======== PASSAGE

If going forward, you want to use Filter/Join, and other native Pig 
functionality, or if you want to break these 9 functions and combine 
them in a different way, Pig will definitely help.

Daniel

Cornelio Iñigo wrote:
> Hi
>
> I'm starting with this of hadoop and Pig, I have to pass a hadoop MapReduce
> program that i made to Pig, in the hadoop program I have just a Map function
> and on it I perform all the process
> that consists to analize some text... to this 9 functions (operators) are
> called, this functions run in a secuencial mode (when the first is done, the
> second is started and so on), here is how map looks:
>
>
>         static class Map extends Mapper<LongWritable, Text, Text,
> IntWritable>{
>
>
>                  //declaration of operators or functions
>                  Operator1 op1 = new Operator1();
>                  Operator2 op2 = new Operator2();
>                  Operator3 op3 = new Operator3();
>                  ...
>                  ...
>         /*map function
>
>         */
>
>         public void map(LongWritable key, Text value, Context context)
> throws IOException, InterruptedException{
>
>                                 //get a row from csv
>                                  String line = value.toString();
>
>                                //some code to parse the line
>                                ...
>                                ...
>
>                              //initialize all the operators if they are not
> initialized
>                                if( !op1.isInitialized() )
>                                         op1.initialize();
>
>                                 if( !op2.isInitialized() )
>                                         op2.initialize();
>
>                                  ...
>                                  ...//and so on with all operators
>
>
>                                 //process each operator
>                                 op1.process(line);
>                                 String[] resultOP1 = op1.getResults();
>
>                                 op2.process(resultOP1);
>                                 String[][] resultOP2 = op2.getResults();
>                                 ...//and so on with all the operators
>                                 ...
>
>                               //finally collect results
>                                String put = "";
>                                 for( int k = 0 ; k < resultOP9.length ; k++
> ){
>                                    for( int j = 0; j < resultOP9[k].length;
> j++ ){
>
>                                         context.write...
>                                     }
>                                 }
>                             }
>         }
>     }
>
>
>
>  My question is if its a good idea or if there is a way to pass this type of
> program to Pig?
>
> Thanks
>
>

================
======== INFORMATION PROVIDED

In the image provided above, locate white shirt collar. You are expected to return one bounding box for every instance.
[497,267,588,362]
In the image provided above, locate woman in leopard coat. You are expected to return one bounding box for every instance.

================

AIM OF THE EXERCISE: Repeat the part of the Pig thread starting with "If going forward, you" and going on through "will definitely help.". The material has no connection to the Pig thread.

IN RESPONSE:
If going forward, you want to use Filter/Join, and other native Pig 
functionality, or if you want to break these 9 functions and combine 
them in a different way, Pig will definitely help.